INSTRUCTION:
Return every line of the records below unchanged, omitting the pictures.

TASK INPUT:
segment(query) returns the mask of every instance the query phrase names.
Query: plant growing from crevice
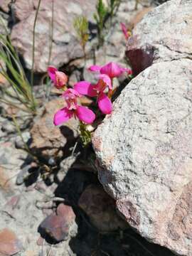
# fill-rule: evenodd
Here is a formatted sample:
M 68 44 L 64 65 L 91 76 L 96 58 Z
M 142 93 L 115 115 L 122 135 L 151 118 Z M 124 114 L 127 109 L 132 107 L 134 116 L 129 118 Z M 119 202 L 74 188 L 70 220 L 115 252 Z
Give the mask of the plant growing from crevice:
M 89 39 L 88 21 L 85 16 L 79 16 L 74 19 L 73 26 L 83 50 L 85 62 L 86 62 L 85 46 Z
M 91 143 L 92 132 L 95 129 L 97 123 L 95 121 L 100 119 L 100 112 L 104 114 L 112 113 L 112 97 L 115 92 L 113 88 L 113 79 L 124 73 L 129 75 L 132 74 L 130 69 L 122 68 L 114 63 L 110 63 L 104 66 L 92 65 L 89 70 L 98 73 L 98 80 L 95 85 L 87 81 L 80 81 L 74 85 L 73 88 L 68 89 L 66 75 L 52 66 L 48 69 L 55 87 L 63 91 L 62 97 L 65 102 L 64 107 L 55 114 L 53 123 L 55 125 L 60 125 L 73 117 L 78 119 L 79 135 L 84 147 Z M 96 105 L 93 106 L 94 109 L 95 107 L 98 107 L 95 113 L 90 107 L 80 104 L 80 97 L 83 95 L 96 98 L 96 100 L 93 101 L 96 102 Z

RESULT OF THE EXERCISE:
segment(query) returns the mask of every instance the query phrase names.
Query: plant growing from crevice
# fill-rule: evenodd
Here is a formatted sample:
M 68 44 L 64 65 L 91 76 L 96 58 Z
M 142 93 L 115 115 L 122 135 L 151 118 Z M 124 114 L 127 109 L 132 107 L 134 116 L 129 118 Z M 119 202 L 74 188 L 70 220 L 115 252 Z
Give the mask of the plant growing from crevice:
M 89 39 L 88 21 L 85 16 L 79 16 L 74 19 L 73 26 L 83 50 L 85 62 L 86 62 L 85 46 Z
M 91 143 L 92 132 L 95 129 L 97 123 L 95 121 L 100 119 L 100 112 L 104 114 L 112 113 L 112 97 L 115 92 L 113 88 L 113 79 L 124 73 L 129 75 L 132 74 L 130 69 L 122 68 L 114 63 L 110 63 L 104 66 L 92 65 L 89 70 L 98 73 L 98 80 L 95 85 L 87 81 L 80 81 L 74 85 L 73 88 L 68 89 L 66 75 L 52 66 L 48 69 L 55 87 L 63 91 L 62 97 L 65 102 L 64 107 L 55 114 L 53 123 L 55 125 L 60 125 L 73 117 L 78 119 L 79 135 L 84 147 Z M 96 105 L 93 106 L 94 109 L 95 107 L 98 107 L 95 113 L 90 107 L 80 104 L 80 97 L 83 95 L 96 98 L 96 100 L 93 101 L 96 102 Z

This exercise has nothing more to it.